**Exercise brief**
Omitting all pictures, copy word for word the lines from the line containing "Where can the sand" through the final line of the entries.

(Excerpts of pointing data)
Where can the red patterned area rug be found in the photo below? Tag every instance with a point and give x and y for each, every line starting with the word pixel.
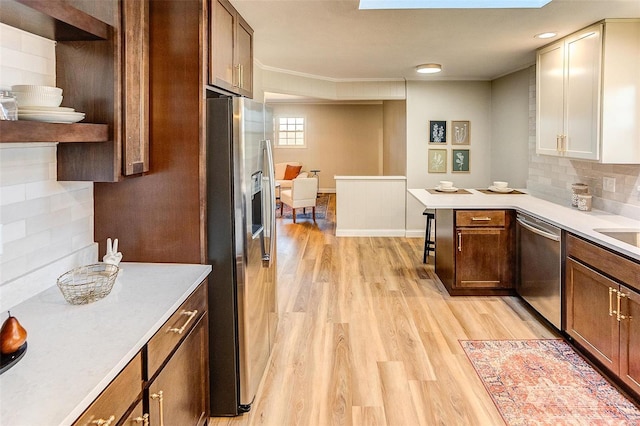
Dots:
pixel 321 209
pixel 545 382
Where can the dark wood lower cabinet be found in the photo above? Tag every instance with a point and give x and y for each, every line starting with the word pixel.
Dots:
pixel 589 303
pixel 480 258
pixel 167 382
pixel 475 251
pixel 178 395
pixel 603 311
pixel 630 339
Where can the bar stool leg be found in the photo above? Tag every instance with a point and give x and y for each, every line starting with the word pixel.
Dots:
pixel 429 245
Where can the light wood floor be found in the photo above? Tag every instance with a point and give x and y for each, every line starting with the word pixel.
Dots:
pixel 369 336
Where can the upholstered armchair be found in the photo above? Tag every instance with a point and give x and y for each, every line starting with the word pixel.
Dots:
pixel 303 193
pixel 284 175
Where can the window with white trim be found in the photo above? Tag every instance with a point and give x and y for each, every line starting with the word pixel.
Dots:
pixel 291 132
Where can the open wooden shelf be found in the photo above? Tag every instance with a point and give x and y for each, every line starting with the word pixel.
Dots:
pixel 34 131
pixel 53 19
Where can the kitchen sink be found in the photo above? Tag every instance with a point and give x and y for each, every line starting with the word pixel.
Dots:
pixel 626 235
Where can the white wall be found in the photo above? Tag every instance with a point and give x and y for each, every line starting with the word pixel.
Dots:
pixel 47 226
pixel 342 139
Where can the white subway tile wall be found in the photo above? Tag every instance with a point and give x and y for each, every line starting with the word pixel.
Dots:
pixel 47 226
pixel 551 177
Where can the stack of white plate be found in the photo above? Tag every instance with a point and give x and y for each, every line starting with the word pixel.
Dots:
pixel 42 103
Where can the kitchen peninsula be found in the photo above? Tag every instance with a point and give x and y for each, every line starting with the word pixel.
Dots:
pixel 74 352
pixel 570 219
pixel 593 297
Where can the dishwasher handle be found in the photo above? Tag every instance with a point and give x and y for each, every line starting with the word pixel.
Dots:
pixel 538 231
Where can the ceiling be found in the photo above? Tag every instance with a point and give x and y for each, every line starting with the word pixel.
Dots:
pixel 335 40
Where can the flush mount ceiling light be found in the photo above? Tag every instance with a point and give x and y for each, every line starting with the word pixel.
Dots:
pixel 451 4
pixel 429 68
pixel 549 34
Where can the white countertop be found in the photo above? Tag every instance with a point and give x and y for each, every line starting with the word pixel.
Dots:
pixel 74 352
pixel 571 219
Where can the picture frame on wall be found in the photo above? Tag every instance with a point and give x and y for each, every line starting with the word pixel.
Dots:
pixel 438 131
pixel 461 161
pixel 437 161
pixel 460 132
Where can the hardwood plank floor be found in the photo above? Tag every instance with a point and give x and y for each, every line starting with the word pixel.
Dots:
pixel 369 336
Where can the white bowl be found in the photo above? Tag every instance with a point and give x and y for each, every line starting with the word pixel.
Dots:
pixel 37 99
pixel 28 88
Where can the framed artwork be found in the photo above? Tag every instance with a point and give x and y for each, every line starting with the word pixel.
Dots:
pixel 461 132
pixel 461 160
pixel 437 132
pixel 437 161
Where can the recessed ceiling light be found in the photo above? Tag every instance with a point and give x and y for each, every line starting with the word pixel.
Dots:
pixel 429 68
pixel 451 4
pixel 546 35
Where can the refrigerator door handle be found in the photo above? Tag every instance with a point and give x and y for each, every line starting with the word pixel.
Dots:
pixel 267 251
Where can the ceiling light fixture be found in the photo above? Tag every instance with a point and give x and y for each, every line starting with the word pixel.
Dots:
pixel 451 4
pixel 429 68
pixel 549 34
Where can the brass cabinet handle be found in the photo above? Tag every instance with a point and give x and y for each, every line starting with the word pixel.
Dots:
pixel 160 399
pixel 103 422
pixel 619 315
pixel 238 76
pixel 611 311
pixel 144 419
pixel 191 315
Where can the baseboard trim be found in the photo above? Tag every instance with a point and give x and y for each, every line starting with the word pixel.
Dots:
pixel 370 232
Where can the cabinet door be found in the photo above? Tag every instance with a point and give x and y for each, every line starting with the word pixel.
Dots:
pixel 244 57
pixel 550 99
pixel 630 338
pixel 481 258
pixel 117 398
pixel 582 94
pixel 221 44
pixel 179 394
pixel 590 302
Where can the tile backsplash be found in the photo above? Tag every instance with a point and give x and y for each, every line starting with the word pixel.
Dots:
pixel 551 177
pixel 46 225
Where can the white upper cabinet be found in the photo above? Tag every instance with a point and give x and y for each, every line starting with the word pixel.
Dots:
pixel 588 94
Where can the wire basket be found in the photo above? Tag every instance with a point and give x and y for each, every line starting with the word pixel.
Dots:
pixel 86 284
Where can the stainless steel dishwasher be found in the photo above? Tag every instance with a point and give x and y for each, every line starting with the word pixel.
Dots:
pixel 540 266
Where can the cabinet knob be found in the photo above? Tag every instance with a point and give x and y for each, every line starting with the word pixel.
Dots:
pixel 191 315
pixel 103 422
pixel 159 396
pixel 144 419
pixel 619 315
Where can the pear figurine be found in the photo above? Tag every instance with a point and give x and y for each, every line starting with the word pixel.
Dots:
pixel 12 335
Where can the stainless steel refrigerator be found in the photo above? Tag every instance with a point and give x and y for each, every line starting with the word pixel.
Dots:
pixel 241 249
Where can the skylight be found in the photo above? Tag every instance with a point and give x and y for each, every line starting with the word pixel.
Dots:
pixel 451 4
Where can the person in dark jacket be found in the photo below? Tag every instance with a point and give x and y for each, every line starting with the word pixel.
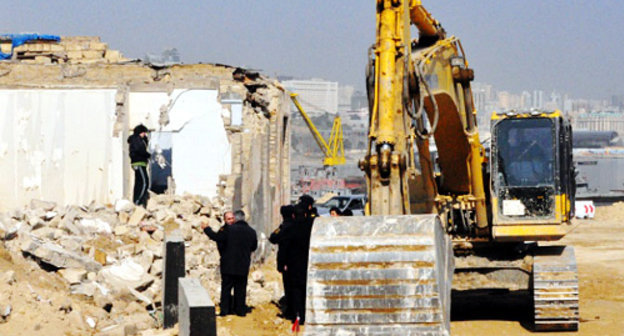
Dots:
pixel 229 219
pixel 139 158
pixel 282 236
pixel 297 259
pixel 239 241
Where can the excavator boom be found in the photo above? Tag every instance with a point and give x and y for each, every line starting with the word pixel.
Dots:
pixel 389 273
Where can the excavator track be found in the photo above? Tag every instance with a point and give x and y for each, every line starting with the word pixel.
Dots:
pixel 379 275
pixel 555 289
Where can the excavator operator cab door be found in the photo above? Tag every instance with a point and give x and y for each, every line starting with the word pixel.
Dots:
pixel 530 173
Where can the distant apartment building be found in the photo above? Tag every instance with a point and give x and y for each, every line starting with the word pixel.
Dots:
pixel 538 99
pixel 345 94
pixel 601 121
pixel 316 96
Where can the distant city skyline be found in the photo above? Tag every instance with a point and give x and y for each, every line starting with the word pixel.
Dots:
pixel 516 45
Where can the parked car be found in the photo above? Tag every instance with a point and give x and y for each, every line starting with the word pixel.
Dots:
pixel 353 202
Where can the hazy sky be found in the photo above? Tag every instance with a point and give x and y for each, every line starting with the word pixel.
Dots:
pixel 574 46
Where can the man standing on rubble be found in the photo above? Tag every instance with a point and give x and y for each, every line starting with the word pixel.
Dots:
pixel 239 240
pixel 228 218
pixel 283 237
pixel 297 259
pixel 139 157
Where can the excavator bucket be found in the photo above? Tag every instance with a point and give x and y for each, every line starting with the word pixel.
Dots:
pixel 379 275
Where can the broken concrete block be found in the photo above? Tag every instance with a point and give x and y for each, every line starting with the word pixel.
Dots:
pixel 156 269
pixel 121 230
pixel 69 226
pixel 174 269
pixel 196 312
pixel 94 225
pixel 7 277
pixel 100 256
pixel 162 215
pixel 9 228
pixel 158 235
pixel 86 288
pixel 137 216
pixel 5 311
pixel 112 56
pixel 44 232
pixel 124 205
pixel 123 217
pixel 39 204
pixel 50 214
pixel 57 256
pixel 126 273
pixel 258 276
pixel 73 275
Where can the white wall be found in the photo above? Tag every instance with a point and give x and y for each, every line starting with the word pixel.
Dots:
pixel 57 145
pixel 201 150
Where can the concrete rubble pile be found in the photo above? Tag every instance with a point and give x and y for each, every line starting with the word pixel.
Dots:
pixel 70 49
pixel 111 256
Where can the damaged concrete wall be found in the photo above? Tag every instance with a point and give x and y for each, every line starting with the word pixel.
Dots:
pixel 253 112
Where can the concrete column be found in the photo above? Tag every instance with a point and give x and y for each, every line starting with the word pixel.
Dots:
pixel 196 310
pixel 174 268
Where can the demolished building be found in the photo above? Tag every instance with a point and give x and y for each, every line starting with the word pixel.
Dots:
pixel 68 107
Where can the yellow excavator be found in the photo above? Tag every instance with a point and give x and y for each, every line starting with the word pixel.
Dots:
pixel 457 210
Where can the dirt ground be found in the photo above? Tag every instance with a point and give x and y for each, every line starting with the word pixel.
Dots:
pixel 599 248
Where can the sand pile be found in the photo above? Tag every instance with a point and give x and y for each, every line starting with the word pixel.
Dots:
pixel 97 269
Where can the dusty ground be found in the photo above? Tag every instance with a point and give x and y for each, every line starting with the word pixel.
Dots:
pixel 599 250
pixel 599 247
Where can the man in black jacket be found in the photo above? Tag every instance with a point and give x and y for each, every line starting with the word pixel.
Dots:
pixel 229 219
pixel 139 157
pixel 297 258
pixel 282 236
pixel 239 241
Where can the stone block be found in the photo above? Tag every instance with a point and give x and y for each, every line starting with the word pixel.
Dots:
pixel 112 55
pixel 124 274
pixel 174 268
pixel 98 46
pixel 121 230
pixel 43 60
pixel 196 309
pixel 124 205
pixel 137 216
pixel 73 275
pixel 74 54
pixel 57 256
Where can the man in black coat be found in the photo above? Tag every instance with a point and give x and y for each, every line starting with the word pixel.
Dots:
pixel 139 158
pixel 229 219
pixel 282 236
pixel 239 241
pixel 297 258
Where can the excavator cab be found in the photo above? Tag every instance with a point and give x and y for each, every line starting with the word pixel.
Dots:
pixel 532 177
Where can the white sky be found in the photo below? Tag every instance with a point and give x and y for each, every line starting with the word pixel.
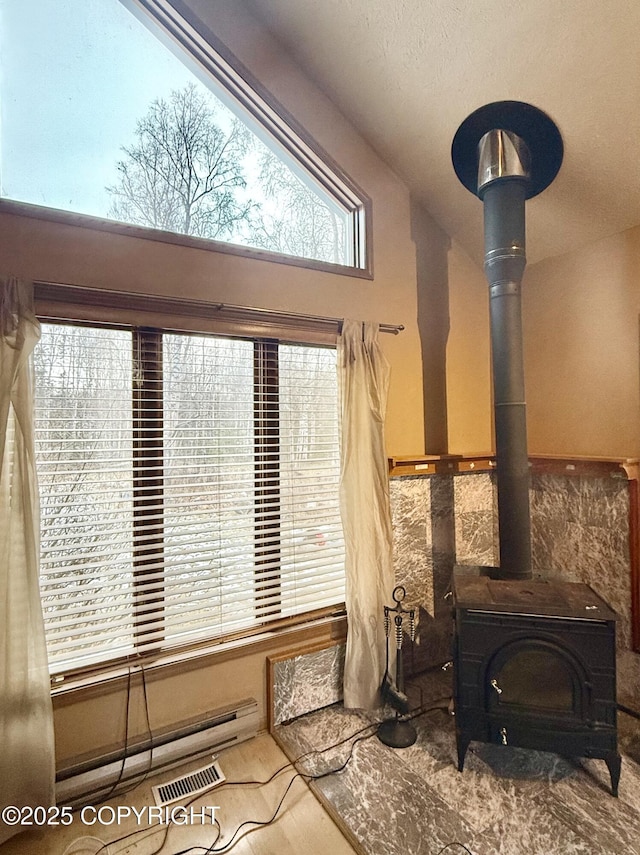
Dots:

**Answer**
Where can the sand pile be found in the photo above? Tag every instance with a point and give x and y for each, every line starting with the word pixel.
Dots:
pixel 97 269
Where can the dusty ground be found in the photo above? Tag every instance with a point and give x and y for each, every line starting with the word pixel.
Dots:
pixel 599 250
pixel 599 247
Where can the man in black jacket be found in the photo above? Tag every instance with a point and give x and y for each, every line starting with the word pixel.
Dots:
pixel 229 219
pixel 139 157
pixel 297 258
pixel 282 236
pixel 239 241
Where can the stone block be found in the photo above? Tag every instance with a point and give x and y for each, every line starting with the word pixel.
Dots:
pixel 112 55
pixel 124 274
pixel 174 268
pixel 98 46
pixel 121 230
pixel 43 60
pixel 196 309
pixel 124 205
pixel 137 216
pixel 73 275
pixel 74 54
pixel 57 256
Where can the man in black coat be found in the photo above? Tag every instance with a point and give x and y for each, every line starting with the word pixel.
Dots:
pixel 139 158
pixel 229 219
pixel 282 236
pixel 239 241
pixel 297 258
Where can the excavator cab be found in the photo above? Tag every instance with a point and give x and y for each, every line starting with the word pixel.
Dots:
pixel 532 177
Where can the white sky be found in the photo below? Tag every instance with a point and give x and y for each, every line starting with the word pixel.
Dots:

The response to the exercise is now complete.